### Problem statement
Give the number of lines below that hold "positive", and only that.

[Stored data entries]
Start of Block

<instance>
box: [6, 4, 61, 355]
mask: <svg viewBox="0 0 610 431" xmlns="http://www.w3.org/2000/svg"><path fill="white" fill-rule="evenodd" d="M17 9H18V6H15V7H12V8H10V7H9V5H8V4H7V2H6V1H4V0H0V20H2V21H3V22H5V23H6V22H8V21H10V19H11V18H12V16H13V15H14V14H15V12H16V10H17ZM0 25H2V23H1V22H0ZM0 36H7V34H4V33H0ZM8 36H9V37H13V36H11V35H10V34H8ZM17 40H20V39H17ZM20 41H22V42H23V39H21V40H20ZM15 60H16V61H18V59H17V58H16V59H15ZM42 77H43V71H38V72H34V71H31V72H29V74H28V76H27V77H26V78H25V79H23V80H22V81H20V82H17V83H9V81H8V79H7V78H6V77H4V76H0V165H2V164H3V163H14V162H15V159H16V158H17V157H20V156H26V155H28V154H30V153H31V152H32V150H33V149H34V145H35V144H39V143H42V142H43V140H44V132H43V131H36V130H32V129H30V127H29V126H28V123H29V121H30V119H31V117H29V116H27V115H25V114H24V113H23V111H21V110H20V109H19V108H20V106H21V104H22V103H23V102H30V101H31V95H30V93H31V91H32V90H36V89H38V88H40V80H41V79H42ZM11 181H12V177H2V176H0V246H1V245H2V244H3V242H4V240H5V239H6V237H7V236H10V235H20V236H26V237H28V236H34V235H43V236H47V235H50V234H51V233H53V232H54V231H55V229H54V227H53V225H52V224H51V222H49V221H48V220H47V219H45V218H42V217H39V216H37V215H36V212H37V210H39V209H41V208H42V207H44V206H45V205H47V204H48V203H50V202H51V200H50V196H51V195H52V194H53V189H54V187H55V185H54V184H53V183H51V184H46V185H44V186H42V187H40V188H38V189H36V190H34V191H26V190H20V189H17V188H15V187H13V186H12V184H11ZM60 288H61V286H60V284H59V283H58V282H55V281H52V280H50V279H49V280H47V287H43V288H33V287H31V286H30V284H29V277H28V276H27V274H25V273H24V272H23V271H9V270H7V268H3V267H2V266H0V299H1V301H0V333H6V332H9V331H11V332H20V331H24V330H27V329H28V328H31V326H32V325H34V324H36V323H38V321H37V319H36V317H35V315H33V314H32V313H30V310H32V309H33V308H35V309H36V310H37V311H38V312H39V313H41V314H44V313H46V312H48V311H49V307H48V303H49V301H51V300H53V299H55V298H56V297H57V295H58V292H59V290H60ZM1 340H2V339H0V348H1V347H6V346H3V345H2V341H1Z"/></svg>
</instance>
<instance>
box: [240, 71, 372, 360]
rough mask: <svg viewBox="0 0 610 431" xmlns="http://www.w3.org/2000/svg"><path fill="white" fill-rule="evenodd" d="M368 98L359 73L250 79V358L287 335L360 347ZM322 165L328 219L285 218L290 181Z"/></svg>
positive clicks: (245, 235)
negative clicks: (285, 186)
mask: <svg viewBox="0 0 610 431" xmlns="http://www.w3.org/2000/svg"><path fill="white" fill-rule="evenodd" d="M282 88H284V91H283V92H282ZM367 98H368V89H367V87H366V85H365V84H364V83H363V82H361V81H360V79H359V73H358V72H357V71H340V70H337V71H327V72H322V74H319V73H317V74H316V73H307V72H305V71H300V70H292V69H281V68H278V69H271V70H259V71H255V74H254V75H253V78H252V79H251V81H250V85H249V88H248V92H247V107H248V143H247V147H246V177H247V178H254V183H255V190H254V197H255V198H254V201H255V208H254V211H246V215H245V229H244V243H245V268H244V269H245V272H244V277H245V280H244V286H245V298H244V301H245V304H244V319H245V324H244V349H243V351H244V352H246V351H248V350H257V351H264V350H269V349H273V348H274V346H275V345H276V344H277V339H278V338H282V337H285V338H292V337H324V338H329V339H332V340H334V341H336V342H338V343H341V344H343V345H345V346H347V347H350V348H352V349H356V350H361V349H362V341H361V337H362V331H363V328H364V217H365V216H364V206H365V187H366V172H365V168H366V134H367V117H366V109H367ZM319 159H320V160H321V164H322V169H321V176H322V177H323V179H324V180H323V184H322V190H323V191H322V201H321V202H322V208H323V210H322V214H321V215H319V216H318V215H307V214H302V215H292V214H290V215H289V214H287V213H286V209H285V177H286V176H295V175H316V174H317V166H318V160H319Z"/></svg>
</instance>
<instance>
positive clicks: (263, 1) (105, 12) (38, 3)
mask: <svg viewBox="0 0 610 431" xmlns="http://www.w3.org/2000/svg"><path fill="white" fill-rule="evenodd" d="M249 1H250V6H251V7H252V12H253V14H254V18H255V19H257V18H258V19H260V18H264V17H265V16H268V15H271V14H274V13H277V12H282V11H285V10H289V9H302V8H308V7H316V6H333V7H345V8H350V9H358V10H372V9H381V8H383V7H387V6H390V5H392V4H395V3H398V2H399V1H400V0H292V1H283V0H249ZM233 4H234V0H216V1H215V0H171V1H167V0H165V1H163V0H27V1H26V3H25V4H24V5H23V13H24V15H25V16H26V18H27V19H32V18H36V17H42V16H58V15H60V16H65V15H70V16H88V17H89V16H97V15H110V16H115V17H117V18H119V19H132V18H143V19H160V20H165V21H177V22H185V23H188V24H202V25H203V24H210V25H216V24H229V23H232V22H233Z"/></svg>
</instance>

End of Block

### Problem solution
2